Saved entries
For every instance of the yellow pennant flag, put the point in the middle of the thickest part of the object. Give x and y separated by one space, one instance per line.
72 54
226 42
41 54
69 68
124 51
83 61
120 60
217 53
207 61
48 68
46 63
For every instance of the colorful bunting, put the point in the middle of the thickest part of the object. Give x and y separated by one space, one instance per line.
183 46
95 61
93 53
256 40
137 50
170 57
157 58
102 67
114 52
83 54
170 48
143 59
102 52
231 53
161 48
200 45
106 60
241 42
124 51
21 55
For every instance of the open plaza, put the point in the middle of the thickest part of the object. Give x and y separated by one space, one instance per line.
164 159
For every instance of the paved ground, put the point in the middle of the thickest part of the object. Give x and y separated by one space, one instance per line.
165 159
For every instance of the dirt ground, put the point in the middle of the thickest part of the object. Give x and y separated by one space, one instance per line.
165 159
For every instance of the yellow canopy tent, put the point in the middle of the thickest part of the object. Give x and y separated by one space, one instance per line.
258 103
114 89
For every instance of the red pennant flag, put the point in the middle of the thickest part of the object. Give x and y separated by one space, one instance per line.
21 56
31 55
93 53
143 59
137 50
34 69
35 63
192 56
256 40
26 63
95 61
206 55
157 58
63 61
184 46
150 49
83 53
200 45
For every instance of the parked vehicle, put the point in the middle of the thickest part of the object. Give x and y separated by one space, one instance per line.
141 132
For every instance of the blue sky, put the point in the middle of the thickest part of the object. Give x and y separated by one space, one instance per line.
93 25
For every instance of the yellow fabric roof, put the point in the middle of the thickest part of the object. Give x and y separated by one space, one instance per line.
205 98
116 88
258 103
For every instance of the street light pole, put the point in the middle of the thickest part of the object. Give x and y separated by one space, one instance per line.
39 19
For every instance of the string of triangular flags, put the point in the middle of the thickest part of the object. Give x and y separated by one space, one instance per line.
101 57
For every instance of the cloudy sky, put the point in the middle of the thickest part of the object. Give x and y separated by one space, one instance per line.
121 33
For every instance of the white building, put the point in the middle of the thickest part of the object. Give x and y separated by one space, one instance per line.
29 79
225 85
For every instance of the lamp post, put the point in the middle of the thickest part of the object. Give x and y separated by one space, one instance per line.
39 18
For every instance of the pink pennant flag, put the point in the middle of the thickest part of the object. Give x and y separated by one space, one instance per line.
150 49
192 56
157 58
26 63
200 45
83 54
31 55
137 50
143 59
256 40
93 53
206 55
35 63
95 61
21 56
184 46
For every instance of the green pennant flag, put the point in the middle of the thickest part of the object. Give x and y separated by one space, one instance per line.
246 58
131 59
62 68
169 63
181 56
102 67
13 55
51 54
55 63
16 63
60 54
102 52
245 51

> _Exercise directions_: In full and exactly as written, repeat the data.

> _Task result_:
For every instance of the yellow pennant flag, put the point in the middle of the thickest part of the object. Give x and y separated by one space, one instance per line.
72 54
226 42
41 54
69 68
124 51
83 61
120 60
217 53
207 61
48 68
46 63
For every instance of the colorful bunting, put the point in the middle of the thickest part of the object. Give x and y separated by one space, one instance per line.
183 46
95 61
93 53
256 40
137 50
170 57
157 58
102 67
114 52
83 54
170 48
143 59
102 52
231 53
161 48
200 45
106 60
241 42
124 51
21 55
For every instance of the open plaza, put the point in the middle of the thickest part of the object. Give x and y separated by one space, one instance per line.
164 159
For every instance of the paved ground, put the point in the middle of the thickest part of the object. Give x and y separated by one space, one instance per line.
165 159
For every instance of the dirt ground, put the point in the middle of the thickest part of the object. Give x and y separated by one space, one instance per line.
165 159
For every instance of the yellow canopy tent, put the point in the middle of the thickest part of the object. Give x and y separated by one space, one instance per line.
258 103
114 89
For every instance of the red pennant flag, put the point in the middle of the thickest part of the object. Give x and y separated by one space, one instance per line.
21 56
31 55
93 53
143 59
137 50
34 69
35 63
192 56
256 40
26 63
95 61
206 55
157 58
63 61
184 46
150 49
83 53
200 45
For every instance of the parked vehicle, put the point in the middle of the thickest part of the object. Give x and y separated by one space, one instance per line.
141 132
For every instance of the blue sky, put the point in the middle of the thickest part of the object. Give x and y separated by one space, one instance per line.
93 25
For every instance of the yellow fabric roof, put the point in the middle of the thickest part of the object. Give x and y separated by one space, one instance per line.
205 98
116 88
258 103
For every instance of the street light pole, put the point in the middle of the thickest part of the object. Give x and y separated by one space, one instance per line.
39 19
For every instance of the string of triangular flags, put the point in the middle of the thickest part of the object. Give x and y separated by one space, one instance per line.
101 57
For every instance of the cloudy sky, put the point in the middle of the thickest part of the object. Give x and y separated by one space, one instance per line.
121 33
For every instance of the white building, put the point in the middle of the thickest part of the object. Give x and y separated by one space, one instance per line.
29 79
225 85
For every instance of the lamp post, put the point in the middle of the thickest part of the object. Give x and y separated by one space, one instance per line.
39 18
For every instance of the pink pennant flag, put the point in the middle of the thickest part of the object. Give x and y separated by one space, one instance per line.
150 49
192 56
157 58
26 63
200 45
83 54
31 55
137 50
143 59
256 40
93 53
206 55
35 63
95 61
21 56
184 46
For every instance of the green pennant flag, put the point in the middle of the thickest part of the object. Give x and y separated by one space, one instance per line.
246 58
131 59
62 68
169 63
181 56
102 67
13 55
51 54
55 63
16 63
60 54
102 52
245 51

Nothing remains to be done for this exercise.